Excerpted passage>
This edition of The Time Machine includes an Introduction, Biographical Note, and Afterword by James Gunn.

The time? 802,701 A.D.

The place? An Earth stranger than you can imagine.

The people? A pretty, childlike race, the Eloi-and their distant cousins, the Morlocks: disgusting, hairy creatures who live in caves and feed on the flesh of-what?

Enter the Time Traveller, who has hurtled almost a million years into the future. After the Morlocks steal his machine he may be trapped there...and at their mercy.
 
Teen View *****
I think that The Time Machine is a great novel by H.G. Wells that everyone can understand. The book consists of action, like when the time traveler entered the underground caves for the first time, or romance, as in the relationship between Weena and the time traveler, and most importantly, mystery, like how humanity had come from the great marvels it once was to the current predicament that the time traveler had entered into. The novel also has a great use of vocabulary with ingenious words used perfectly with each other to form the story.

I think that H.G. Wells is a great author who really knows how to write a story and the way that he wrote The Time Machine is incredible. He used a touch of science-fiction, a hint of fantasy, and a prediction of the future to come. All of these ingredients come together to create a unique combination of words, that help you get lost in the fantasy of traveling through time. It is an easy book to lose yourself in and spend hours curled up by the fireplace reading. Unfortunately, there are those that might not appreciate what H.G. Wells wrote about, but I do, and am glad I had the chance to read the book for a high school project.

I'm glad that I got to read this great novel, and am proud to say that I enjoyed it fully. I hope that other people will be able to experience the full beauty of what H.G. Wells wrote and can relate it to their own life. I think that this book was a masterpiece that everyone should read, young or old. It was a great piece of literature that stands out from all the others because it has quality and different viewpoints to what the future might hold in store for all of the world and humanity.
 
A Timeless Classic *****
When I was in high school I often avoided delving into the classics opting for efficiency resulting in free time in lieu of poring over pages of prose. But as an adult (with too much time on planes and trains) I have had the opportunity to revisit the classics and so far (and by far) The Time Machine is my favorite book.

There are three areas in which this book excels that I feel are worthwhile:

1. Style. I often found myself reading and re-reading the same pages over and over again to take in what Wells was saying. The words on the page come alive in a way that many others fail to accomplish. The book isn't the easiest to get through at times but whizzes by in other sections.

2. The Story. I thoroughly enjoyed the story. While Wells does not develop the characters deeply you instantly feel like you know them, understand their motivations, and want them to find happiness. For such a short tale with little backstory the characters really come alive.

3. The birth of sci-fi. Wells may not have been the very first author of science fiction but the concept of time travel as epitomized with this book has become legend of itself. Wells did not have endless Hollywood fare or other literature to draw upon but found a creative way to express such a compelling concept. Kudos to Wells.

Overall, I highly recommend this book. It may not be for everyone because Wells has a unique style so if you're looking for a quick read to kill time this may not be for you. But if you want a book that provides an experience and takes you to another place this is a great read.

Stated problem> Duplicate the excerpt on The Time Machine word for word, starting with "A Timeless Classic" and going on through "in other sections.". You won't need the material that comes next.

Available data>

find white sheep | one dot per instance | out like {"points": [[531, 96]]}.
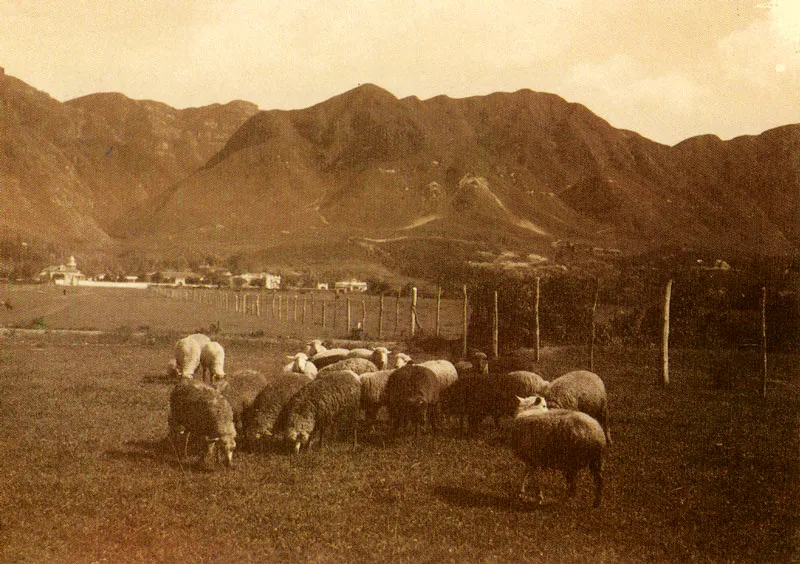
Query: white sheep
{"points": [[366, 354], [558, 439], [318, 407], [241, 389], [580, 390], [212, 361], [380, 357], [401, 359], [413, 393], [328, 356], [172, 369], [373, 387], [357, 365], [531, 405], [314, 347], [196, 407], [300, 365], [187, 354]]}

Written response>
A Timeless Classic *****
When I was in high school I often avoided delving into the classics opting for efficiency resulting in free time in lieu of poring over pages of prose. But as an adult (with too much time on planes and trains) I have had the opportunity to revisit the classics and so far (and by far) The Time Machine is my favorite book.

There are three areas in which this book excels that I feel are worthwhile:

1. Style. I often found myself reading and re-reading the same pages over and over again to take in what Wells was saying. The words on the page come alive in a way that many others fail to accomplish. The book isn't the easiest to get through at times but whizzes by in other sections.